Extract the lines from the beginning of the items up to and including the line containing "positive clicks: (172, 377)", copying them without any change.

(Entries drawn from a collection)
==============================

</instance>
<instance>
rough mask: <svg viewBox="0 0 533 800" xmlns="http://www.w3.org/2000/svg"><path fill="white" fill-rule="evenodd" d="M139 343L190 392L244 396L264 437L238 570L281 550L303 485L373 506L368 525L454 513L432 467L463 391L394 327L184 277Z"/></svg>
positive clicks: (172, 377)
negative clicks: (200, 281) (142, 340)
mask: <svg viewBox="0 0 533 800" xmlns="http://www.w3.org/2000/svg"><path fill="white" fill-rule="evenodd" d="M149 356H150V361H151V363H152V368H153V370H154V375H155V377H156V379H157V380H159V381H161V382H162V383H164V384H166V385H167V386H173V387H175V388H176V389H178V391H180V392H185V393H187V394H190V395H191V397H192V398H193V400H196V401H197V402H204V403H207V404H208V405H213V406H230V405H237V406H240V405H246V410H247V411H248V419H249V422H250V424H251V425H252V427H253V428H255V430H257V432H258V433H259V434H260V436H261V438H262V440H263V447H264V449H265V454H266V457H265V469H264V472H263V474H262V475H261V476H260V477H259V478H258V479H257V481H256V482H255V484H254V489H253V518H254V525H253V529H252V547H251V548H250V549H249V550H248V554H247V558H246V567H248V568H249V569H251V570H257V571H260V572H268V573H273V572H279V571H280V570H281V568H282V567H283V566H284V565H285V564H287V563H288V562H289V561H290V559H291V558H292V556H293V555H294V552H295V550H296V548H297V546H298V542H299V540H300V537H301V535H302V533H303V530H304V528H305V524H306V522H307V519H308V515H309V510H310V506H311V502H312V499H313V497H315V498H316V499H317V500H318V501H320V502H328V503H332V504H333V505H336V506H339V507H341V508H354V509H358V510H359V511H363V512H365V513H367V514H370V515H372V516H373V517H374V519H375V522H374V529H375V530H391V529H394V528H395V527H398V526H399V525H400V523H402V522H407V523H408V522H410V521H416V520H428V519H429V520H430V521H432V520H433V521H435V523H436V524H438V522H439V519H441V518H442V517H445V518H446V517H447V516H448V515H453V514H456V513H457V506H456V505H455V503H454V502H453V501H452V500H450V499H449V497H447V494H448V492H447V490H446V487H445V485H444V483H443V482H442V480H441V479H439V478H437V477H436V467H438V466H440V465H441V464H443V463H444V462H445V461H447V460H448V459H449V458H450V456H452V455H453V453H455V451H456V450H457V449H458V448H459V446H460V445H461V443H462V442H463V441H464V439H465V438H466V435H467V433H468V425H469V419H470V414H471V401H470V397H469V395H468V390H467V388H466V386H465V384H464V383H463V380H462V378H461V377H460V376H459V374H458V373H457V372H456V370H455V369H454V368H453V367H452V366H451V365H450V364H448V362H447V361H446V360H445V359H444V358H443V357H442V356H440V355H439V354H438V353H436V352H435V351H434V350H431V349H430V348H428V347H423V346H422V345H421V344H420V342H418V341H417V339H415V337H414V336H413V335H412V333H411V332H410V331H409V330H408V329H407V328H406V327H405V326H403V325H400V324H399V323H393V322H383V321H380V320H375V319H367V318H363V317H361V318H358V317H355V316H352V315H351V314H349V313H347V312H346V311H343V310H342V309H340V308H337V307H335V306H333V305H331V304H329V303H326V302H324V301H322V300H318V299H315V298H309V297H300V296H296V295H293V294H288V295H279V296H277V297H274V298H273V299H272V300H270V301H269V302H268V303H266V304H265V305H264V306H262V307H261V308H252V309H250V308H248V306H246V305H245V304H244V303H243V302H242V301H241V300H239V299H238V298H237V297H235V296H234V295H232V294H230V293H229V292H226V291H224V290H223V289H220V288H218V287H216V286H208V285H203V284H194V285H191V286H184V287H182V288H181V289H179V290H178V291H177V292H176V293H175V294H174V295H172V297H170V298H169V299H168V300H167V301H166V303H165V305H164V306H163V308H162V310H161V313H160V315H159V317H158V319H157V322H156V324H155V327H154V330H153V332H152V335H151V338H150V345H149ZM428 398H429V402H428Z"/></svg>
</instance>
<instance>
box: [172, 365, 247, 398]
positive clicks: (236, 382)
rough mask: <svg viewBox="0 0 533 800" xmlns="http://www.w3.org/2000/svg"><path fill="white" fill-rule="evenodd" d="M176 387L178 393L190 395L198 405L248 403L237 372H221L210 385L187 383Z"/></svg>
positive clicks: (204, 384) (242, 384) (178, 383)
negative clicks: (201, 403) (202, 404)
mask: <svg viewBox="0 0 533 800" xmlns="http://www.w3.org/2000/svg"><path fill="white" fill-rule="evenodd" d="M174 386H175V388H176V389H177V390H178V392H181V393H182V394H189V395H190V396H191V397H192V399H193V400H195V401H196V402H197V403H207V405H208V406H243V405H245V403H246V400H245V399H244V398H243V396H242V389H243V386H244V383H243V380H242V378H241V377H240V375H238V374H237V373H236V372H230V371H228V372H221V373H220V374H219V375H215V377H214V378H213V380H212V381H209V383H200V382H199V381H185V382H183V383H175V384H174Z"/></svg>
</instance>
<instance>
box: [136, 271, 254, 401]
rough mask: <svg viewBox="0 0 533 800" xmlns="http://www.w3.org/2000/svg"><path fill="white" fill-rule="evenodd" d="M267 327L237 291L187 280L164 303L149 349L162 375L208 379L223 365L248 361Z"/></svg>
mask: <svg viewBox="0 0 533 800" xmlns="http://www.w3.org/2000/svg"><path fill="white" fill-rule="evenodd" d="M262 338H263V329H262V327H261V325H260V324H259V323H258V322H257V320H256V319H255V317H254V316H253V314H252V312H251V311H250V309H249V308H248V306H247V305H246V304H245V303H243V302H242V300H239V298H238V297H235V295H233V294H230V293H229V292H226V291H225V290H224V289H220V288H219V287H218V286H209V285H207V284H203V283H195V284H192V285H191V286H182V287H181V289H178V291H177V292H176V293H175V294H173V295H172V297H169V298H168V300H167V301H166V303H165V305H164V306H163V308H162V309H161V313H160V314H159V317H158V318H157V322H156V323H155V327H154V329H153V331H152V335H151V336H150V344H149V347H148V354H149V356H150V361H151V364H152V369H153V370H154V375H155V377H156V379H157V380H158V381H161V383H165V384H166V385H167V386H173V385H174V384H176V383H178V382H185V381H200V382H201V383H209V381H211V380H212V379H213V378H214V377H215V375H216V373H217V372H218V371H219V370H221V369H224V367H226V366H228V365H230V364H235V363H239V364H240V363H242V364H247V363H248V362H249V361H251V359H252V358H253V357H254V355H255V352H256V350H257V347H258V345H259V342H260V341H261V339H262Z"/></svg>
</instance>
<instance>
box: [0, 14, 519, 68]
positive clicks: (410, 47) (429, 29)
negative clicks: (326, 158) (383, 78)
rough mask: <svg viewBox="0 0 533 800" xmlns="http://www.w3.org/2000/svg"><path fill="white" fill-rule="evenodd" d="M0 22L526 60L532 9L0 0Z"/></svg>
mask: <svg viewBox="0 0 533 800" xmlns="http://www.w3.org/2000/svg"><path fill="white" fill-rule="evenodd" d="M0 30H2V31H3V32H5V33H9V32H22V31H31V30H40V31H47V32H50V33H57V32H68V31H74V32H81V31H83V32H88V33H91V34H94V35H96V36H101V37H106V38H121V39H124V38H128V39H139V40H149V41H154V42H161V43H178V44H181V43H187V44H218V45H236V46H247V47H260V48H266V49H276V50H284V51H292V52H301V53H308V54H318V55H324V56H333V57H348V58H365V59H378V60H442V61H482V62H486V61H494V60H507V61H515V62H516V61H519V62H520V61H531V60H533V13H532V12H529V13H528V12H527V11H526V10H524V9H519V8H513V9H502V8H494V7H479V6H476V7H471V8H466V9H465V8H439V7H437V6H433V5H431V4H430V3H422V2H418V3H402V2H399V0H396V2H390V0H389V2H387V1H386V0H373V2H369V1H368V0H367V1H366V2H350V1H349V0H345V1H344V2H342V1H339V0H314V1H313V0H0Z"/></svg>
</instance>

==============================

■ REPLY TO THE EXERCISE ■
</instance>
<instance>
rough mask: <svg viewBox="0 0 533 800" xmlns="http://www.w3.org/2000/svg"><path fill="white" fill-rule="evenodd" d="M139 343L190 392L244 396L264 437L238 570L281 550L303 485L373 506L368 525L454 513L432 467L463 391L394 327L184 277Z"/></svg>
positive clicks: (172, 377)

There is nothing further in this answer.